▶ _AVAILABLE DATA_
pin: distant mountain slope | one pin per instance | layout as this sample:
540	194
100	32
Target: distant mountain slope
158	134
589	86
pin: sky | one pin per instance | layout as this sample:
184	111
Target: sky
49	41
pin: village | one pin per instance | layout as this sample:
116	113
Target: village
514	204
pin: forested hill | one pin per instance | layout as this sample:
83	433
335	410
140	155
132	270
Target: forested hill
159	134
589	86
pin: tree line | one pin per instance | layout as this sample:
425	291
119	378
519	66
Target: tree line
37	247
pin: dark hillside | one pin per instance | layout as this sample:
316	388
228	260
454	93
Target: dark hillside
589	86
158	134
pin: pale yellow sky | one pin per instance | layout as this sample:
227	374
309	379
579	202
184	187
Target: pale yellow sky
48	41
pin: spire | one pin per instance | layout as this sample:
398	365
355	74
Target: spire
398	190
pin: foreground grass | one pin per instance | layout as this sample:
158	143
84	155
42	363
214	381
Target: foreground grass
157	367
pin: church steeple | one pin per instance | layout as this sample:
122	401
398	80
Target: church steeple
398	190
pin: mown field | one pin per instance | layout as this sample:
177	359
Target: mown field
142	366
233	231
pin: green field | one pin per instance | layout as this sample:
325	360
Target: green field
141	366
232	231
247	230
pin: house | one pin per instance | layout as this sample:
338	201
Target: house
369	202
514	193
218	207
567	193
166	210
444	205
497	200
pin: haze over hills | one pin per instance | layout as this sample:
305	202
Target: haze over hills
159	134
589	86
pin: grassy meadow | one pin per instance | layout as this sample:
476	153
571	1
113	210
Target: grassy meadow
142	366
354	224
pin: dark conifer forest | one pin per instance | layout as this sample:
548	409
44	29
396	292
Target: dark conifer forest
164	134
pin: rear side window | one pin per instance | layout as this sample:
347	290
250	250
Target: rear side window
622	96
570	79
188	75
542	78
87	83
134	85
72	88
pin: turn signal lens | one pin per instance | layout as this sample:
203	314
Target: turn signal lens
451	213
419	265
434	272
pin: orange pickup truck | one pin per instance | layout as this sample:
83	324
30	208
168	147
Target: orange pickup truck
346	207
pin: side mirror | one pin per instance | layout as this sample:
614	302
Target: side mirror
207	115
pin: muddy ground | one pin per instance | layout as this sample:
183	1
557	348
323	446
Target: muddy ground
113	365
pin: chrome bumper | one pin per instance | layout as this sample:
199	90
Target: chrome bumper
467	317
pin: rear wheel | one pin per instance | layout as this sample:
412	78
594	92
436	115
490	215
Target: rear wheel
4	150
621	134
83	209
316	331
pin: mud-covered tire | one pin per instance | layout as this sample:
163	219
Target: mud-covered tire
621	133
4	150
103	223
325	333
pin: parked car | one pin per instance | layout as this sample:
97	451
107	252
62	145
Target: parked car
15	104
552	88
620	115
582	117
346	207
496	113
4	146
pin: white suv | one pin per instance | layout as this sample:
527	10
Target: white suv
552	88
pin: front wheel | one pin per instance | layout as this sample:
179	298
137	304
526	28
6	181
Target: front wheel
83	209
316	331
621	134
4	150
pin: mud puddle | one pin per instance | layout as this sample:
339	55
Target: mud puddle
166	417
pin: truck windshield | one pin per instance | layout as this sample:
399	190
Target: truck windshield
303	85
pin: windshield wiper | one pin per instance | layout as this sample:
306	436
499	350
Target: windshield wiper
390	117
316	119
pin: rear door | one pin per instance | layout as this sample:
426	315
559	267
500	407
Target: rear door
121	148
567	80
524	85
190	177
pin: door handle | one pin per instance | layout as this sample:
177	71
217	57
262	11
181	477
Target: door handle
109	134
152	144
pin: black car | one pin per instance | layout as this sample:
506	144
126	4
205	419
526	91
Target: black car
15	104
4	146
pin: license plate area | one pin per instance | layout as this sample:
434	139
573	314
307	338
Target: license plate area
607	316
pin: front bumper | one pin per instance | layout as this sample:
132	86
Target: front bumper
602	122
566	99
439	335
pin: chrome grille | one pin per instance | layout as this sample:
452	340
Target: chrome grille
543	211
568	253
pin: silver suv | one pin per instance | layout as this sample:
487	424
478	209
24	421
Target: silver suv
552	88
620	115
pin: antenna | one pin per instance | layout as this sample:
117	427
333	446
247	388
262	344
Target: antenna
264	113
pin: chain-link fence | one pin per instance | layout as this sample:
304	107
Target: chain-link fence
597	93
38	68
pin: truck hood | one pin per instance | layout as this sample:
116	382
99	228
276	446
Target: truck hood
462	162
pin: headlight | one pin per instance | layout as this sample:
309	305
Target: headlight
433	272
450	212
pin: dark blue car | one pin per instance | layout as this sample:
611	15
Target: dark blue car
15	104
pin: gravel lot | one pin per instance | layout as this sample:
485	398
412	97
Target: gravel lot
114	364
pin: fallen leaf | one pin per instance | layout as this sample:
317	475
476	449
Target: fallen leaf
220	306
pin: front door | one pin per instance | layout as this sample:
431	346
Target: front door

▶ _TO BE DONE_
Arrange every line of the listing above as a numbered list, omitting any blank lines.

▶ _FULL RESPONSE_
1. pin: distant mountain slope | one pin per instance | layout as this sample:
2. 540	194
3. 100	32
4. Target: distant mountain slope
5. 158	134
6. 589	86
7. pin: sky | one pin per instance | layout as this sample:
8. 184	111
9. Target: sky
10. 49	41
11. pin: village | one pin per instance | layout as this sample:
12. 116	113
13. Target: village
14. 514	204
15. pin: forested hill | one pin per instance | layout as this sample:
16. 83	433
17. 335	410
18. 140	155
19. 132	270
20. Target: forested hill
21. 159	134
22. 589	86
23. pin: tree line | one pin per instance | layout as this sample:
24. 425	291
25. 119	378
26. 519	66
27. Target: tree line
28. 37	247
29. pin: dark hillside | one pin per instance | layout as this sample:
30. 316	388
31. 228	260
32. 454	93
33. Target: dark hillside
34. 589	86
35. 158	134
36. pin: pale yellow sky | one pin per instance | layout as this sample:
37. 227	374
38. 309	379
39. 579	202
40. 184	187
41. Target: pale yellow sky
42. 48	41
43. pin: spire | one pin per instance | layout as this sample:
44. 398	365
45. 355	74
46. Target: spire
47. 398	190
48. pin: foreground grass | one pin per instance | layout as this sample:
49. 158	143
50. 84	155
51. 42	363
52. 214	381
53. Target: foreground grass
54. 157	367
55. pin: church steeple | one pin per instance | layout as this sample:
56. 122	401
57. 398	80
58. Target: church steeple
59. 398	190
60. pin: mown field | one pin per instance | layout as this sample:
61. 177	359
62. Target: mown field
63. 142	366
64. 233	231
65. pin: green field | one pin per instance | layout as this sample:
66. 325	360
67. Target: green field
68. 141	366
69. 232	231
70. 247	230
71. pin: house | one pin per instance | layout as this sample:
72. 338	201
73. Target: house
74. 369	202
75. 514	193
76. 218	207
77. 567	193
78. 166	210
79. 444	205
80. 497	200
81. pin: haze over hills | one pin per instance | layout as this sample:
82. 305	202
83. Target: haze over hills
84. 159	134
85. 589	86
86. pin: grassy meadow | one pin per instance | layout as this sample:
87. 476	153
88. 571	1
89. 113	210
90. Target: grassy meadow
91. 142	366
92. 354	224
93. pin: dark conifer forest | one pin per instance | layout as this sample:
94. 548	409
95. 44	29
96. 396	292
97. Target: dark conifer forest
98. 164	134
99. pin: rear side window | one pin per instance | layout as this sample:
100. 347	290
101. 250	250
102. Target: rear side window
103. 622	96
104. 570	79
105. 188	75
106. 542	78
107. 87	83
108. 134	85
109. 72	88
110. pin: turn signal lens | one pin per instance | layout as this sample:
111. 203	314
112. Target: turn signal lens
113. 451	213
114. 419	265
115. 434	272
116. pin: orange pickup truck | one pin per instance | layout as this sample:
117. 83	324
118. 30	208
119. 168	147
120. Target: orange pickup truck
121. 346	207
122. pin: side mirror | one pin per instance | layout as this sample:
123. 614	302
124. Target: side mirror
125. 207	115
126. pin: muddy ground | one pin per instance | layout as this sample:
127. 183	1
128. 557	348
129. 323	446
130. Target: muddy ground
131. 113	365
132. pin: chrome bumper | one pin per instance | layout as this sample:
133. 199	90
134. Target: chrome bumper
135. 467	317
136. pin: rear wheel | one pin per instance | layout as this sample:
137. 412	78
138. 594	92
139. 436	115
140. 490	215
141. Target: rear wheel
142. 4	150
143. 621	134
144. 83	209
145. 316	331
146. pin: mud-covered tire | one pin per instance | layout as this sample:
147. 163	219
148. Target: mud-covered tire
149. 621	133
150. 4	150
151. 103	223
152. 325	333
153. pin: parked car | one pin per instance | layout as this sample:
154. 97	451
155. 107	252
156. 62	145
157. Target: parked car
158. 15	104
159. 552	88
160. 620	115
161. 582	117
162. 346	207
163. 496	113
164. 4	146
165. pin: white suv | one pin per instance | layout as this sample:
166. 527	10
167. Target: white suv
168. 552	88
169. pin: front wheel | one pin per instance | layout as this sample:
170. 179	298
171. 137	304
172. 526	28
173. 6	181
174. Target: front wheel
175. 83	209
176. 316	331
177. 621	134
178. 4	150
179. pin: mud puddle | one pin per instance | layout as this sample:
180. 339	55
181. Target: mud puddle
182. 166	417
183. pin: truck windshield | one pin per instance | layout as this sample:
184. 399	190
185. Target: truck windshield
186. 303	85
187. pin: windshield wiper | one pin per instance | layout as this sample:
188. 306	436
189. 499	350
190. Target: windshield wiper
191. 390	117
192. 316	119
193. pin: rear door | one pin per instance | layout as this sample:
194. 426	315
195. 559	267
196. 500	407
197. Target: rear door
198. 121	148
199. 567	80
200. 524	85
201. 190	177
202. pin: door handle | one pin per instance | layout as this sample:
203. 177	71
204. 217	57
205. 262	11
206. 181	477
207. Target: door handle
208. 109	134
209. 152	144
210. pin: black car | one pin per instance | layout as this sample:
211. 506	144
212. 126	4
213. 205	419
214. 526	91
215. Target: black car
216. 15	104
217. 4	146
218. pin: license plate area | one pin per instance | layout as this sample:
219. 434	139
220. 573	314
221. 307	338
222. Target: license plate area
223. 607	316
224. pin: front bumper | one pin per instance | layout as this sample:
225. 132	86
226. Target: front bumper
227. 602	122
228. 566	99
229. 439	335
230. pin: chrome grille | one pin per instance | layout as this sample:
231. 452	340
232. Target: chrome grille
233. 543	211
234. 568	253
235. pin: silver suv | one pin per instance | layout as this sample:
236. 487	424
237. 478	209
238. 24	421
239. Target: silver suv
240. 552	88
241. 620	115
242. pin: antenna | one pin per instance | layout as this sample:
243. 117	427
244. 333	446
245. 247	388
246. 262	344
247. Target: antenna
248. 264	113
249. pin: chain-link fence | one pin per instance | layout as this sample:
250. 304	107
251. Target: chain-link fence
252. 597	93
253. 38	68
254. pin: truck hood | one pin per instance | layout as this sample:
255. 116	382
256. 99	228
257. 276	446
258. Target: truck hood
259. 462	162
260. pin: headlight | one pin per instance | layout as this sample:
261. 309	305
262. Target: headlight
263. 433	272
264. 450	212
265. pin: dark blue car | one pin per instance | layout as this sample:
266. 611	15
267. Target: dark blue car
268. 15	104
269. pin: gravel lot | one pin per instance | layout as this sample:
270. 485	398
271. 412	97
272. Target: gravel lot
273. 114	364
274. pin: fallen leaf | one pin per instance | layout as this sample:
275. 317	475
276. 476	449
277. Target: fallen leaf
278. 220	306
279. pin: front door | one pin per instance | layout as this sample:
280. 431	346
281. Target: front door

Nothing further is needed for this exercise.